__Passage given__:
»»
Monday, Apr. 12, 1948

K. C.'s Sun

(See Cover)

Better a garden In Kansas City than a park in Utopia.

This booster's boast was not uttered by a Kansas Citian but by a visiting French novelist. When Andre Maurois, in 1946, was teaching a course in biography at the University of Kansas City, he was smitten with Kansas City's beauty. "Who in Europe, or in America for that matter," he asked, "knows that Kansas City is one of the loveliest cities on earth?"

Lovely is not a word that comes often or naturally to the lips of Kansas Citians themselves. They are aware of their slums and stockyards as well as of their elm-shaded streets and comfortable homes. The city is self-conscious about its culture and somewhat nostalgic about its hell-raising past, and looks down its nose at drab Kansas City, Kansas "across the viaduct." Only 225 miles from the geographical center of the U.S., it has the drive of the East, the traditions of the South (e.g., separate schools for Negroes), and the friendliness and vigor of the West. It annually holds the famed American Royal Livestock and Horse Show, sends steaks to half the continent, and has already placed a plaque on the spot (in the Muehlebach Hotel) where Harry Truman signed the first Greek-Turkish aid bill.

Unlike most big U.S. cities, Kansas City also has an undisputed first citizen. He is Roy Allison Roberts, president and general manager of the Kansas City Star, a 265-lb. extravert who presides over his domain with the shrewd joviality of Falstaff and the hearty acumen of David Harum. He looks like the jolly personification of the sun at midday. He achieved and holds his zenith because of a deceptive appearance of innocence (his favorite description of himself: "I'm just a big, fat country boy"), almost inexhaustible energy, and a congenital talent for politicking.

Boom & Byline. In a political year, almost every man is a politician of sorts. But most men merely play at it. Roy Roberts devotes a great part of his skill, energy and time to it. He almost lost his amateur standing in 1936, when he guided Alf Landon into the worst debacle the Republican Party ever suffered. But in 1948 he made most of the 14-carat professionals look tarnished. He was closest to the biggest political story of the year--the Eisenhower boom.

One day last week, he had a rich, satisfying 18 hours. He had begun to get curious--and just a little nervous--about the Democratic bandwagon rolling towards General Ike's door. It was Roberts who had first given that wagon a shove down the Republican road and he who had announced--long in advance of Eisenhower's own statement--that Ike would decline to run.

Sitting at his cluttered desk in the cluttered expanse of the Star's city room, Roberts got General Eisenhower on the telephone in Washington. How did Ike feel about it now? Would he take a Democratic nomination? Roberts grinned around his cigar as the wire crackled with a string of cuss words. The General was angry. Hadn't he given his word? What kind of a fellow did they think he was?

This sort of talk was reflecting on his integrity. He had meant his disavowal and he still meant it. That was final. Reporter Roberts, said Ike, could make that as strong as he wanted to.
««
__Exercise 1__:
Copy the article on Kansas City word for word, starting with "One day last" and going on through "think he was?".
__Exercise 2__:
Recast the listing as a numbered list, starting with its first line and going on through the line with "[(10, 301), (221, 364), (441, 378), (712, 314)]", with blank lines omitted. Leave the pictures out of your answer.
The article on Kansas City and the listing after it are unrelated material.

[Dataset records on object locations]
»»
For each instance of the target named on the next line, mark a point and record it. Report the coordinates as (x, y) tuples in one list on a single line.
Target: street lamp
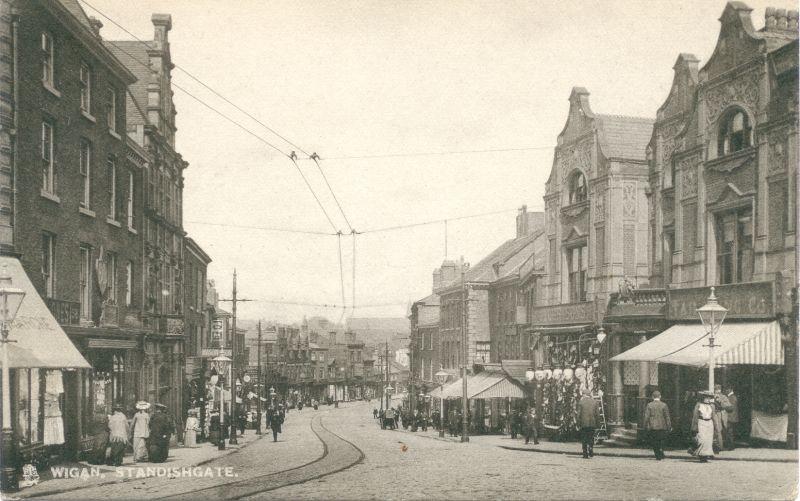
[(10, 301), (221, 364), (441, 378), (712, 314)]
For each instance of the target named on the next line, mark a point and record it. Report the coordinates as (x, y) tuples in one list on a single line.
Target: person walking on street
[(733, 419), (588, 417), (141, 431), (657, 424), (161, 429), (118, 436), (531, 426)]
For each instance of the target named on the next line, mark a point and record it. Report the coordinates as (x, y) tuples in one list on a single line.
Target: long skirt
[(139, 449), (705, 438), (190, 438)]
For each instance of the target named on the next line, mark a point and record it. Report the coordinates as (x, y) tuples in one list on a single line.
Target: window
[(48, 59), (112, 188), (85, 283), (734, 133), (130, 200), (86, 173), (86, 88), (577, 263), (735, 246), (48, 261), (48, 171), (111, 109), (129, 283), (577, 188)]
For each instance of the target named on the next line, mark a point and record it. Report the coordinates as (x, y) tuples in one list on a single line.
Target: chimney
[(96, 24)]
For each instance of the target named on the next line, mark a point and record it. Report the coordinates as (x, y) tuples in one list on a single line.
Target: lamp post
[(221, 364), (10, 301), (441, 377), (712, 314)]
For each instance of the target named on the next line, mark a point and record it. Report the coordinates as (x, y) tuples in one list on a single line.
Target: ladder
[(601, 433)]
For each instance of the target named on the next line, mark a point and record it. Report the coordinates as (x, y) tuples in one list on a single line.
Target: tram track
[(338, 455)]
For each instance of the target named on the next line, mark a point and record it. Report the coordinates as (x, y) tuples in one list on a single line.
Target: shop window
[(735, 246), (577, 263), (734, 133), (48, 264), (577, 188)]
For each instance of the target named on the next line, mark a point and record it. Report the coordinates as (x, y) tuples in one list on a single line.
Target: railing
[(65, 312)]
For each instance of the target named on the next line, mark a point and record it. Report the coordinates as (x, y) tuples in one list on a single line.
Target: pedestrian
[(588, 417), (118, 435), (733, 419), (531, 426), (141, 431), (275, 422), (191, 429), (161, 429), (657, 424), (703, 426)]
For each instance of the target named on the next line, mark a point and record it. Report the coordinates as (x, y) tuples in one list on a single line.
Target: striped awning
[(748, 343)]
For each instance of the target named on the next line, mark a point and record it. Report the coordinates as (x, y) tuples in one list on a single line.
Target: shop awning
[(36, 330), (750, 343), (484, 385)]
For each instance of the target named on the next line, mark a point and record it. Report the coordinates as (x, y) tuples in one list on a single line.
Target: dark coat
[(588, 412)]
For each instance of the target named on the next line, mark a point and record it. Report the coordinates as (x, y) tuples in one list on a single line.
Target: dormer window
[(577, 188), (734, 133)]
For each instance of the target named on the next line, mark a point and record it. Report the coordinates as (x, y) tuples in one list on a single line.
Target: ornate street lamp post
[(221, 364), (10, 301), (441, 378), (712, 314)]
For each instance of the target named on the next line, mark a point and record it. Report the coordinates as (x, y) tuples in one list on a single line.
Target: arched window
[(577, 188), (734, 133)]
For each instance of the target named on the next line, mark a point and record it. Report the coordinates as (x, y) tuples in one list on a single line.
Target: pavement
[(83, 475)]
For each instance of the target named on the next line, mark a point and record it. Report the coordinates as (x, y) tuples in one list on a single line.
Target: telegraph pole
[(234, 300), (259, 386)]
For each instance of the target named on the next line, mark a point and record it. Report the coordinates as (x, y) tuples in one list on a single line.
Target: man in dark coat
[(657, 424), (588, 417), (161, 429)]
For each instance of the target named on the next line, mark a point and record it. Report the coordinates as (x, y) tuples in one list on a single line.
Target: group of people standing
[(148, 434)]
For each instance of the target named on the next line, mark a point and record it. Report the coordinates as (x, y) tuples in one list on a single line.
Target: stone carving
[(629, 200), (777, 153), (743, 89), (577, 156)]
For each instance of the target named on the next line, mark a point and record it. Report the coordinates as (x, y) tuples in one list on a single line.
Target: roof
[(624, 137), (133, 54)]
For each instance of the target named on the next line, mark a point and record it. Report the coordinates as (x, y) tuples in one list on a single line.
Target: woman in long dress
[(191, 429), (703, 426)]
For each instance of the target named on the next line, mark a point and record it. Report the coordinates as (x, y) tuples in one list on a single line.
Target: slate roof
[(624, 137), (133, 54)]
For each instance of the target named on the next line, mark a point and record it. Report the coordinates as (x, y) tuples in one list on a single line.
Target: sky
[(378, 79)]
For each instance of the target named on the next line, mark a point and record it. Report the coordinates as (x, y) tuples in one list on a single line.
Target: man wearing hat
[(161, 428), (118, 435), (141, 431)]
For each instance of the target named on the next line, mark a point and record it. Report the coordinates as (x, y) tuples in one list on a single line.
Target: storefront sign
[(563, 314), (743, 301)]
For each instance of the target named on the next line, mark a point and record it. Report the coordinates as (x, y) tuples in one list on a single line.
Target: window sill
[(87, 212), (52, 90), (88, 116), (50, 196)]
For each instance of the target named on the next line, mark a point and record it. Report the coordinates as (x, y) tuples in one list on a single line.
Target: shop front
[(750, 356)]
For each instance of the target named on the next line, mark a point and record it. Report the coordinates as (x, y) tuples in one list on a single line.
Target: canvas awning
[(749, 343), (40, 340), (484, 385)]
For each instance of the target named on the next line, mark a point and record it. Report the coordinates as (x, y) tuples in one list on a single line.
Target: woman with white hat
[(141, 431)]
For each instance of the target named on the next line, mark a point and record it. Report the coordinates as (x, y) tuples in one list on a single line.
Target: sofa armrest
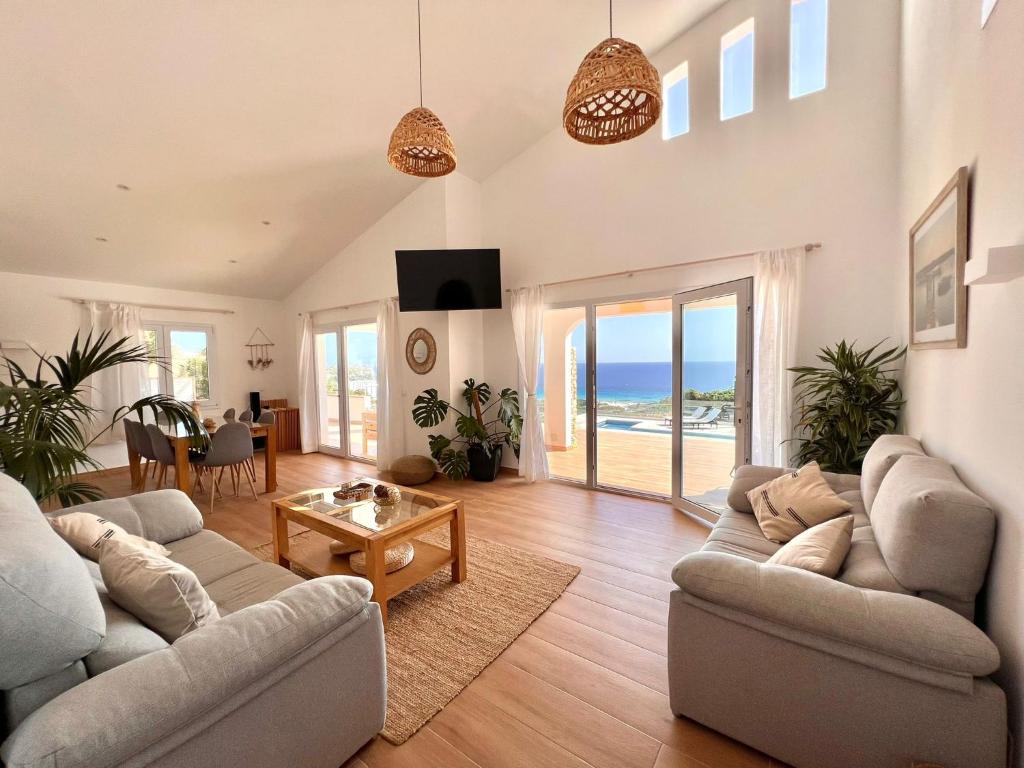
[(161, 516), (205, 676), (902, 627)]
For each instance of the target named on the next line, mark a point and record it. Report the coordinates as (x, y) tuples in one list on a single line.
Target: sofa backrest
[(935, 534), (50, 614), (880, 459)]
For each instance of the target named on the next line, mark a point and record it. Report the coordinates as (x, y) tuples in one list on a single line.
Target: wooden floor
[(586, 685)]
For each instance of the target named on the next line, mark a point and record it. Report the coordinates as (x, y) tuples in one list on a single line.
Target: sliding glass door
[(346, 389), (712, 393)]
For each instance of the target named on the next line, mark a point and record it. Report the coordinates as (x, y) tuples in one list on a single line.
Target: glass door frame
[(590, 308), (344, 428), (743, 406)]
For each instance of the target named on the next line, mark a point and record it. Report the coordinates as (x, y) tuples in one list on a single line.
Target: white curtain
[(120, 385), (308, 415), (777, 280), (527, 328), (390, 413)]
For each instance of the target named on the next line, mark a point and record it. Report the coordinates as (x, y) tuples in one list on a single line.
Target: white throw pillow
[(820, 550), (164, 595), (88, 532), (795, 502)]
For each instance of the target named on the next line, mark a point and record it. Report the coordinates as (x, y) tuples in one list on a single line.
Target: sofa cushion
[(738, 534), (88, 532), (127, 638), (819, 550), (795, 502), (880, 459), (259, 582), (163, 594), (864, 565), (210, 556), (51, 612), (934, 534)]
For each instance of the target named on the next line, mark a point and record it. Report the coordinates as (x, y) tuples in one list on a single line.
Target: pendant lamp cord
[(419, 43)]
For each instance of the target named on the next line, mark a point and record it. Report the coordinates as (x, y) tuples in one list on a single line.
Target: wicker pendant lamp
[(615, 94), (420, 144)]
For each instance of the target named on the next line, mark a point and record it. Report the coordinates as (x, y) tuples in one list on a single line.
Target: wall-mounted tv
[(464, 279)]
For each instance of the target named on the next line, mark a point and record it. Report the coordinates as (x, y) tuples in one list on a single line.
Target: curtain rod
[(808, 247), (346, 306), (77, 300)]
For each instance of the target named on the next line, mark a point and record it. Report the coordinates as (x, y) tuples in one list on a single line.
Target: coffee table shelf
[(374, 534)]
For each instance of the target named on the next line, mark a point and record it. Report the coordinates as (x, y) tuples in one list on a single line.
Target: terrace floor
[(642, 461)]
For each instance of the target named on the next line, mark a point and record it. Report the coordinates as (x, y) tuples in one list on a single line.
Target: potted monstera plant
[(482, 432)]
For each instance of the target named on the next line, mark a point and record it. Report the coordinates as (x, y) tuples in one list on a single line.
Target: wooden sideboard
[(288, 424)]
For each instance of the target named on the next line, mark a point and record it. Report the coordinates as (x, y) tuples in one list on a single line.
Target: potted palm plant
[(45, 425), (477, 449), (846, 404)]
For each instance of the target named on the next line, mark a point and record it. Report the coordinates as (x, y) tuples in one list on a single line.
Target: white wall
[(33, 309), (963, 103), (818, 168)]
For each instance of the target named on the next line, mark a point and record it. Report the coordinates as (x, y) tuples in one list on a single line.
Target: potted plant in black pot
[(476, 451)]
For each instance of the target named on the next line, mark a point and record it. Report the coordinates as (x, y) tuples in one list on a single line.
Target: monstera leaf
[(454, 463), (481, 390), (428, 409)]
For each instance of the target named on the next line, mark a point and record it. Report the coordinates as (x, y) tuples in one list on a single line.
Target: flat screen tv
[(467, 279)]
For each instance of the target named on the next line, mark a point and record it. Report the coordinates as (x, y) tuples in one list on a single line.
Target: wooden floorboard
[(586, 685)]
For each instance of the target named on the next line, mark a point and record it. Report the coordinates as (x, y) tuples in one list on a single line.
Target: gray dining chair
[(230, 448), (162, 452), (138, 440)]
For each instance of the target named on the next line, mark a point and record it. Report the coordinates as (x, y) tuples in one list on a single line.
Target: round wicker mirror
[(421, 350)]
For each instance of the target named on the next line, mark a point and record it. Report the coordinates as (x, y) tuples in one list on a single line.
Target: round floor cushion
[(413, 470), (394, 558)]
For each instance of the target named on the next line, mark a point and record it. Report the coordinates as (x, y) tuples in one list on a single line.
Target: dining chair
[(138, 440), (162, 452), (230, 448)]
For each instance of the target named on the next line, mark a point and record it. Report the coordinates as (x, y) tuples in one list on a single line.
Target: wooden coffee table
[(361, 525)]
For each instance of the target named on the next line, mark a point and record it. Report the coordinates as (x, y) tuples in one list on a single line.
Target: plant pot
[(481, 466)]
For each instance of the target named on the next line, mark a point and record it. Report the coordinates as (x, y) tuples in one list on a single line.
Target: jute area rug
[(441, 635)]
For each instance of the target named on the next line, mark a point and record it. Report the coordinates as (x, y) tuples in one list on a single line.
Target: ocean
[(650, 382)]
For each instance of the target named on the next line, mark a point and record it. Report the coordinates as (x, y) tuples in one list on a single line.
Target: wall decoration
[(421, 351), (938, 253), (259, 350)]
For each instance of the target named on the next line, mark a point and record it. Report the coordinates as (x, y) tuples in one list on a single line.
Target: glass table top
[(366, 514)]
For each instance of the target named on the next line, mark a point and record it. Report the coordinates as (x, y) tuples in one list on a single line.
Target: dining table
[(181, 443)]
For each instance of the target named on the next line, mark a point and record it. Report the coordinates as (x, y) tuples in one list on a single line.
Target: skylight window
[(737, 71), (808, 46), (676, 98)]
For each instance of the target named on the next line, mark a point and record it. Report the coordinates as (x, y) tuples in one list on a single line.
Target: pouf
[(413, 470), (394, 558)]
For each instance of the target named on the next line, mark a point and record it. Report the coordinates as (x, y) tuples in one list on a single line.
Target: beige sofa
[(882, 667), (292, 674)]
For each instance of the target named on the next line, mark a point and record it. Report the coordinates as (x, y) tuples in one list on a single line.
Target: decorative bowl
[(354, 492)]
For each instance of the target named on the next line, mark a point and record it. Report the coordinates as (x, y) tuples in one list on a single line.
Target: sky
[(710, 335)]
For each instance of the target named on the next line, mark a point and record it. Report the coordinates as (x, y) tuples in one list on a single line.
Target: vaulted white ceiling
[(223, 115)]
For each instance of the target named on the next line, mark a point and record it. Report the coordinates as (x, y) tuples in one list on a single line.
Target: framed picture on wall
[(938, 253)]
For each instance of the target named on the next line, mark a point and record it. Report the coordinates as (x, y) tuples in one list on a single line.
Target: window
[(808, 46), (186, 351), (676, 96), (737, 71)]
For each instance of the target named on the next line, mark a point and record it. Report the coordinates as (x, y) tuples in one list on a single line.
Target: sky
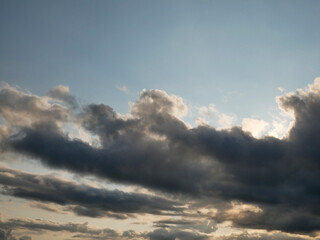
««
__Full answer 1__:
One day last week, he had a rich, satisfying 18 hours. He had begun to get curious--and just a little nervous--about the Democratic bandwagon rolling towards General Ike's door. It was Roberts who had first given that wagon a shove down the Republican road and he who had announced--long in advance of Eisenhower's own statement--that Ike would decline to run.

Sitting at his cluttered desk in the cluttered expanse of the Star's city room, Roberts got General Eisenhower on the telephone in Washington. How did Ike feel about it now? Would he take a Democratic nomination? Roberts grinned around his cigar as the wire crackled with a string of cuss words. The General was angry. Hadn't he given his word? What kind of a fellow did they think he was?

__Full answer 2__:
1. For each instance of the target named on the next line, mark a point and record it. Report the coordinates as (x, y) tuples in one list on a single line.
2. Target: street lamp
3. [(10, 301), (221, 364), (441, 378), (712, 314)]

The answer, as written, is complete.